§ WHAT IS BEING ASKED
Copy each of the rows below word for word, keeping every line as it appears.

[Excerpts from a pointing dataset]
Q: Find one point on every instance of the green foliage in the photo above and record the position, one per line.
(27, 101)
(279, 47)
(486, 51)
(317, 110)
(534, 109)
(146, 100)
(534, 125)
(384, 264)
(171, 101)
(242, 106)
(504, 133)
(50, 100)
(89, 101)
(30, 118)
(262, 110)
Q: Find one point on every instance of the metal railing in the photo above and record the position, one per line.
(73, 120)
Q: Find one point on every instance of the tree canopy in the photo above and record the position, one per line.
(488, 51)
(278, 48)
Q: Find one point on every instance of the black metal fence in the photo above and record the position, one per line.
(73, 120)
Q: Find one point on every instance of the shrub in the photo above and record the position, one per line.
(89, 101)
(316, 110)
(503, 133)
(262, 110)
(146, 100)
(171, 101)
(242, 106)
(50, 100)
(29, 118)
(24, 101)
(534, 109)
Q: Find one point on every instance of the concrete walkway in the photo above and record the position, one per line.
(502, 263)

§ THE REPLY
Q: Find one point on every instance of the green foliage in the photo above and record the position, one per line.
(27, 101)
(279, 47)
(486, 51)
(317, 110)
(534, 109)
(146, 100)
(534, 125)
(384, 264)
(171, 101)
(242, 106)
(504, 133)
(50, 100)
(89, 101)
(30, 118)
(262, 110)
Q: Find one point on every instance of the metal railing in the photo above and record the position, one per line.
(73, 120)
Q: Find one point on every instance of the tree canopy in the photo above and record the position, one per line.
(488, 51)
(278, 48)
Q: Find one point on every instance of the black metal fence in the photo above and record the position, one per line.
(73, 120)
Q: Find one point on every instance of the shrub in the photo above and record the position, one per line.
(89, 101)
(316, 110)
(503, 133)
(262, 110)
(146, 100)
(171, 101)
(242, 106)
(50, 100)
(29, 118)
(24, 101)
(534, 109)
Q: Find one point on every instance of the concrete walkway in the photo above and record the position, one per line.
(502, 263)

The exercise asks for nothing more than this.